Natural-language object grounding data
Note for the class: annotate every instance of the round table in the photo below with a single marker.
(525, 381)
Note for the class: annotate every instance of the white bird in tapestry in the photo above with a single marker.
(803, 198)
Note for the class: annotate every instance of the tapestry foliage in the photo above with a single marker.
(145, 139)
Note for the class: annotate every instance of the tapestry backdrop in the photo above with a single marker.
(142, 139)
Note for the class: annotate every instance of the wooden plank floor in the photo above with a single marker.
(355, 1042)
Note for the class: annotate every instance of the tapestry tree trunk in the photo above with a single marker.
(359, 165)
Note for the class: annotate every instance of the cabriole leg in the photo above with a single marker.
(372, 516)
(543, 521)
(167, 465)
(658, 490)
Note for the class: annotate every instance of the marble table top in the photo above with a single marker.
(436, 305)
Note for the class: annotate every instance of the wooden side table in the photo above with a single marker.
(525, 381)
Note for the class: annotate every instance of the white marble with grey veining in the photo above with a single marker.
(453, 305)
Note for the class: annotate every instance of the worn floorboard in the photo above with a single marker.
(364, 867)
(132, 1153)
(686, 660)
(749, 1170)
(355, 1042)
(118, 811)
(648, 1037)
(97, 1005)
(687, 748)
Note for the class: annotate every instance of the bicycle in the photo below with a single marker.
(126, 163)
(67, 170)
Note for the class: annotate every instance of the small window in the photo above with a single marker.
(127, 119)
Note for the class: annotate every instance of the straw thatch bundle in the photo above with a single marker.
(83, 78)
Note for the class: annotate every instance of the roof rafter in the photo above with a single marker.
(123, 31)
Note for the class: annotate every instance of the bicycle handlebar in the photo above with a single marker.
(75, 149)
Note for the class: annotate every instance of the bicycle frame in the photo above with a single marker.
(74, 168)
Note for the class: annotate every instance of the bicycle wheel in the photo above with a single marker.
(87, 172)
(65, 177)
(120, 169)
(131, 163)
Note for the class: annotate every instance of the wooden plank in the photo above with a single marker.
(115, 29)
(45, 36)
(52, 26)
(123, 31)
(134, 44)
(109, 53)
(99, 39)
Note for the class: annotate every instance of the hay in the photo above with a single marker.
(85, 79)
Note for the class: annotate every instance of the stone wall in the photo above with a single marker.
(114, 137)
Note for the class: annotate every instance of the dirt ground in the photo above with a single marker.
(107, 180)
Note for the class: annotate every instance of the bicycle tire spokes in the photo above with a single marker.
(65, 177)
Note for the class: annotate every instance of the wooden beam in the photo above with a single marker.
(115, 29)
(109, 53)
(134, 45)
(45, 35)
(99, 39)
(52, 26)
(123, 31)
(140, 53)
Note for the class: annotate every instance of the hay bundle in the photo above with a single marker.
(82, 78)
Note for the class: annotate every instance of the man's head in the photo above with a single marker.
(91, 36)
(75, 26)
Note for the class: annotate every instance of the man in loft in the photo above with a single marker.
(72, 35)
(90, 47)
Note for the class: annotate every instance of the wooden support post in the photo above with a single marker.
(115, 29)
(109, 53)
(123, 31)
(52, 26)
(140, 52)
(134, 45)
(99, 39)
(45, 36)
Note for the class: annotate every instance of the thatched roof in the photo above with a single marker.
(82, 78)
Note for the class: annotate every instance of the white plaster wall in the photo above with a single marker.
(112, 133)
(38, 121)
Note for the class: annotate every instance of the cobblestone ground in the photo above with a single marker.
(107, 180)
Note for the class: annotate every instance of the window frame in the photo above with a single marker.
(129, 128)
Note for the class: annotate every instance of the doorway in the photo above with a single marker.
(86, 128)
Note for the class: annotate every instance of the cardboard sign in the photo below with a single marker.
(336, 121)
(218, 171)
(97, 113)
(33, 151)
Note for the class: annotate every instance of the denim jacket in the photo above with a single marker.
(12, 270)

### TASK STATEMENT
Your response should consist of the records, printed exactly.

### FINISHED EXERCISE
Note for the class: annotate every instance of the round table in the photo below with a single marker.
(525, 381)
Note for the class: annotate every instance of the white bird in tapestry in the photo above with a single marker.
(803, 198)
Note for the class: annotate every instance of the tapestry foliage in the photo above with a single marker.
(145, 139)
Note for the class: annotate every instance of the tapestry backdrop in the photo above with a single marker.
(142, 139)
Note for the class: annotate every instance of the wooden plank floor in the photo above with a single marker.
(355, 1042)
Note for the class: annotate every instance of the tapestry tree trunk in the photo above with a single marker.
(359, 165)
Note for the class: annotate every instance of the cabriole leg in the photo above with a single marker.
(372, 516)
(543, 521)
(167, 465)
(658, 490)
Note for the class: annotate every instance of the marble table top in the photo above with a single marker.
(436, 305)
Note for the class: annotate every instance of the wooden side table in the photo above with a single marker.
(525, 381)
Note for the class: annotate every instance of the white marble with grey veining in the photo above with a single marker.
(453, 305)
Note for the class: annotate every instance of the worn floorboard in the photo above with a single marker.
(364, 867)
(132, 1153)
(686, 660)
(749, 1170)
(355, 1042)
(118, 811)
(648, 1037)
(97, 1005)
(687, 748)
Note for the class: annotate every instance of the bicycle in the photo below with a single marker.
(126, 163)
(67, 170)
Note for the class: annotate every instance of the small window in the photo above with a single marker.
(127, 119)
Note for the class: annotate every instance of the straw thatch bundle in the photo above with a single marker.
(83, 78)
Note for the class: annotate every instance of the roof rafter in the photo above with a single marker.
(123, 31)
Note for the class: annotate every instance of the bicycle handlebar in the photo above with a single marker.
(75, 149)
Note for the class: annotate every instance of the bicycle frame in the photo above with a single marker.
(74, 168)
Note for the class: annotate every instance of the bicycle wheel in the photo above with a single marker.
(87, 172)
(65, 177)
(120, 169)
(131, 163)
Note for the class: annotate every instance of the wooden plank in the photo above with a single marker.
(115, 29)
(45, 36)
(52, 26)
(123, 31)
(134, 44)
(109, 53)
(99, 39)
Note for the class: annotate every instance of the hay in the photo above with a single marker.
(85, 79)
Note for the class: annotate every instance of the stone wall in the photo above with a single marker.
(114, 137)
Note for the class: annotate every instance of the dirt ground in the photo above with a single marker.
(107, 180)
Note for the class: annotate every instance of the bicycle tire spokes in the photo above with a single marker.
(65, 177)
Note for the class: annotate every instance of the wooden beam in the photo above with a single marker.
(115, 29)
(109, 53)
(134, 45)
(45, 35)
(99, 39)
(52, 26)
(123, 31)
(140, 53)
Note for the class: annotate every instance of the hay bundle in the photo above with a single marker.
(82, 78)
Note for the class: annotate every instance of the man's head in the photo above with a single marker.
(91, 36)
(75, 26)
Note for the class: annotate every instance of the man in loft in the photo above with a single marker.
(72, 35)
(90, 47)
Note for the class: annotate every instance of the wooden support post in the photo above with a single marker.
(115, 29)
(109, 53)
(123, 31)
(52, 26)
(140, 52)
(134, 45)
(99, 39)
(45, 36)
Note for the class: annotate every instance of the thatched roof in the photo above with a single marker.
(82, 78)
Note for the class: annotate every instance of the white plaster wall in the photo above with a single marker.
(112, 133)
(38, 121)
Note for the class: annotate every instance of the cobblestone ground in the photo above with a single marker.
(107, 180)
Note for the class: annotate every instance of the window frame in the photo above with a single marker.
(129, 128)
Note for the class: annotate every instance of the doorway in the photo above with a single marker.
(86, 128)
Note for the class: annotate every instance of the cardboard sign in the photo below with a single marker.
(336, 121)
(218, 171)
(97, 113)
(33, 151)
Note for the class: annotate every instance of the denim jacket in the photo above with a single marker.
(12, 270)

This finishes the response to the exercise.